**WHAT YOU NEED TO DO**
Could you repeat, word for word, every line from the one containing "Target: cloud layer" through the final line of the records below, and nothing else?

**DATA EXCERPTS**
↓↓↓
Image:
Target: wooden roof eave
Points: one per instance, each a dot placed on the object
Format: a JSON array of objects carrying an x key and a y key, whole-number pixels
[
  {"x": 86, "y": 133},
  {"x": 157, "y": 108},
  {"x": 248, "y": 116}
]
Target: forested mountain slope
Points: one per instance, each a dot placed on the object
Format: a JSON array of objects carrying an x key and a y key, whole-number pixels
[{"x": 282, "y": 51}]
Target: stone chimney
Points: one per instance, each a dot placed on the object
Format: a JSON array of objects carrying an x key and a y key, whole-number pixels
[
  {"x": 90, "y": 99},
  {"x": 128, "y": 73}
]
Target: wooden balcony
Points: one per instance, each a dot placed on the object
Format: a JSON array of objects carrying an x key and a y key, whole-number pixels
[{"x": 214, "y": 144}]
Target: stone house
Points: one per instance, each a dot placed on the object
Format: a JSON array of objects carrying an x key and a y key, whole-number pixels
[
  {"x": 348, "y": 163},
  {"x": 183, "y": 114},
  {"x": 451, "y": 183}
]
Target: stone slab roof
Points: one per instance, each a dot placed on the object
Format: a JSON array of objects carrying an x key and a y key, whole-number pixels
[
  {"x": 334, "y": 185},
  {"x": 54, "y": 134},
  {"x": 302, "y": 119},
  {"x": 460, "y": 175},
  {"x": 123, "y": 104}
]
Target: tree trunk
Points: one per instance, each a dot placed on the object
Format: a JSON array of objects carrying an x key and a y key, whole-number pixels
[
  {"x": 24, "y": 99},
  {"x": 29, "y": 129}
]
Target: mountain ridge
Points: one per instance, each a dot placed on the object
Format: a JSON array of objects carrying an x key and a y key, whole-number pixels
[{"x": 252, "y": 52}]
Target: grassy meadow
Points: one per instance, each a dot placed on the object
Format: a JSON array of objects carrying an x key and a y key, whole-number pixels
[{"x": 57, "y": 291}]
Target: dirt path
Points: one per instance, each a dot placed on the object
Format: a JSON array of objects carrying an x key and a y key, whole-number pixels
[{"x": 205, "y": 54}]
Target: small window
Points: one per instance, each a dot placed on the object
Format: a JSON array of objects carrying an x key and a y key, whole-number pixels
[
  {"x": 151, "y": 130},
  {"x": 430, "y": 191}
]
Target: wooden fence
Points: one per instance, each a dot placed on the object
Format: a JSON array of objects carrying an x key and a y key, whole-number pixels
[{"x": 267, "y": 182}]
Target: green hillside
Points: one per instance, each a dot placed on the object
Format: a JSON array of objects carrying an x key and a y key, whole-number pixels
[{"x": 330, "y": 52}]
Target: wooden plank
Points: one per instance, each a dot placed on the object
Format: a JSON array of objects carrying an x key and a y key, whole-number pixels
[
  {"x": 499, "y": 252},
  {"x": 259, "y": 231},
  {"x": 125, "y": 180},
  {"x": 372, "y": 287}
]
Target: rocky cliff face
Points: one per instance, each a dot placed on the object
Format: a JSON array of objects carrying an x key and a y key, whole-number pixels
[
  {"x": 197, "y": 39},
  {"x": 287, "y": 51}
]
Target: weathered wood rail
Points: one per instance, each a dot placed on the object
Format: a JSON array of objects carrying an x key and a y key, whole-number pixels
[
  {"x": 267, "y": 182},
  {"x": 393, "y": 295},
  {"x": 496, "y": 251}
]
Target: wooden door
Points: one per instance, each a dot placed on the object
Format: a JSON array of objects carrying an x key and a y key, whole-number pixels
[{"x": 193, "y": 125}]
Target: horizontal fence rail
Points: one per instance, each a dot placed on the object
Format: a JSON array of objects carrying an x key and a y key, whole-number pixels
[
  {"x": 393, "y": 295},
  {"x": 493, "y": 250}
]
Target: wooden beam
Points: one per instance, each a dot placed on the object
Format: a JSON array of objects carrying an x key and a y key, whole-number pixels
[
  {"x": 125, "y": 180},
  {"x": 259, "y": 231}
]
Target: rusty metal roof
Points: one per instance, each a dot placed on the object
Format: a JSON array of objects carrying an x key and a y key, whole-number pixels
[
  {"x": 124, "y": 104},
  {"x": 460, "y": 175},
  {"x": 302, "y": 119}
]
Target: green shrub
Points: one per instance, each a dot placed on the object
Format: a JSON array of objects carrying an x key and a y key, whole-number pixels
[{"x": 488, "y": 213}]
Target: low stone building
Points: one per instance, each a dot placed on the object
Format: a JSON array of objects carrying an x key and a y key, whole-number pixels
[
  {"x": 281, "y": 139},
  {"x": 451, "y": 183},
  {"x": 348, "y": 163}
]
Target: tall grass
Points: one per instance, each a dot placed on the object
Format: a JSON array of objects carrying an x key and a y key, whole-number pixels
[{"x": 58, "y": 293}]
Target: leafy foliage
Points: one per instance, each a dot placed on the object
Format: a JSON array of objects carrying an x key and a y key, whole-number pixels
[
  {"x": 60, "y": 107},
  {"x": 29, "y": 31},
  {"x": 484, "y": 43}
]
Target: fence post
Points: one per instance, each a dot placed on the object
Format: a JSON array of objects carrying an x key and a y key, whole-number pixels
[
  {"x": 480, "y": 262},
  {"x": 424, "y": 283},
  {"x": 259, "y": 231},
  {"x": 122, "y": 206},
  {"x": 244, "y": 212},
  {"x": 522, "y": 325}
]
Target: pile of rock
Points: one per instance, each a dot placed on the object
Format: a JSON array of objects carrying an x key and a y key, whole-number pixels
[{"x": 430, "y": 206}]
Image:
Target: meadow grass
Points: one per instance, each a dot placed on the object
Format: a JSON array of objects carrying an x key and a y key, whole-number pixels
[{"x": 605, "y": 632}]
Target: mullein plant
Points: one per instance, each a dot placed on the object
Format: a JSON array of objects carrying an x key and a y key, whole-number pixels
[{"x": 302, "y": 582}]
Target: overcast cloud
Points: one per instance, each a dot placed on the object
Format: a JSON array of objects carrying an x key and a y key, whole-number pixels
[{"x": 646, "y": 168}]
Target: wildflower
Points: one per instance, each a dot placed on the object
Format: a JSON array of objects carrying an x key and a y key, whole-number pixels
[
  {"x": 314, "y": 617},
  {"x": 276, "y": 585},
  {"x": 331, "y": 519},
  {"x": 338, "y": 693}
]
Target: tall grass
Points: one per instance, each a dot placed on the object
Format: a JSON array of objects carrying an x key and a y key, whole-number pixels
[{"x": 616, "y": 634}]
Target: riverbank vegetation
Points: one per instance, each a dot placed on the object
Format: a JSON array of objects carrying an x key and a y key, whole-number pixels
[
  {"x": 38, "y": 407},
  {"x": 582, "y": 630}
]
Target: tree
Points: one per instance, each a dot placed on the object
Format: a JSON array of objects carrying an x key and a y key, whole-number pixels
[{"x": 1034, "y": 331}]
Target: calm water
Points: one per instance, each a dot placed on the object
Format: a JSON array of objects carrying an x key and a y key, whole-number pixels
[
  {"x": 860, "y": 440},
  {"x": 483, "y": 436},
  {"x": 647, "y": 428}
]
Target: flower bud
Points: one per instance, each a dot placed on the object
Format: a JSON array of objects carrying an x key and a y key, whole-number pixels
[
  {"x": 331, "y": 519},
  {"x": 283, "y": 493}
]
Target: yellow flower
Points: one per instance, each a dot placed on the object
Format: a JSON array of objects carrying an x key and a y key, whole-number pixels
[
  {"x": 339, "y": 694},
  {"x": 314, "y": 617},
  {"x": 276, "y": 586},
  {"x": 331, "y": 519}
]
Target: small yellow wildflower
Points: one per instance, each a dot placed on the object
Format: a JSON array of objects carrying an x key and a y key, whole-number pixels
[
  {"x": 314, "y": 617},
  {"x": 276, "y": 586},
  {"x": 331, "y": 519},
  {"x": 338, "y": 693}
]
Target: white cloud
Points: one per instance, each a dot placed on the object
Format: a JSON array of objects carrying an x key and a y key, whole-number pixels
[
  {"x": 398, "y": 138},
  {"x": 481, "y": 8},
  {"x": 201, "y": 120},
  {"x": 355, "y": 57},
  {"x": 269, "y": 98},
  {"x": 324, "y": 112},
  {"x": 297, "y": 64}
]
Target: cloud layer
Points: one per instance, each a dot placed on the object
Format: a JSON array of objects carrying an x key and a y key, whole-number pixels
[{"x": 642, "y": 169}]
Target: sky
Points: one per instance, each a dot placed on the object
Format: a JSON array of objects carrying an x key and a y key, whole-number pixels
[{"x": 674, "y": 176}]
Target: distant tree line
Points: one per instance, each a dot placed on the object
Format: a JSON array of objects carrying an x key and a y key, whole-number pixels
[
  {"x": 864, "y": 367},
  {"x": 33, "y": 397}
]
↑↑↑
**SOLUTION FOR THIS TASK**
Target: cloud layer
Points: one per instance, each a dot placed on the object
Format: a JSON array of objects carrying an x key and a y key, whole-number pixels
[{"x": 642, "y": 169}]
Target: sky
Points: one per instance, each a dot placed on the object
Format: a JSON array of objects carrying an x key and a y key, whole-number pixels
[{"x": 674, "y": 176}]
Target: distant tree line
Points: one per instance, each a dot placed on the object
Format: a JSON array of objects carrying an x key and a y key, whole-number pixels
[
  {"x": 864, "y": 367},
  {"x": 33, "y": 397}
]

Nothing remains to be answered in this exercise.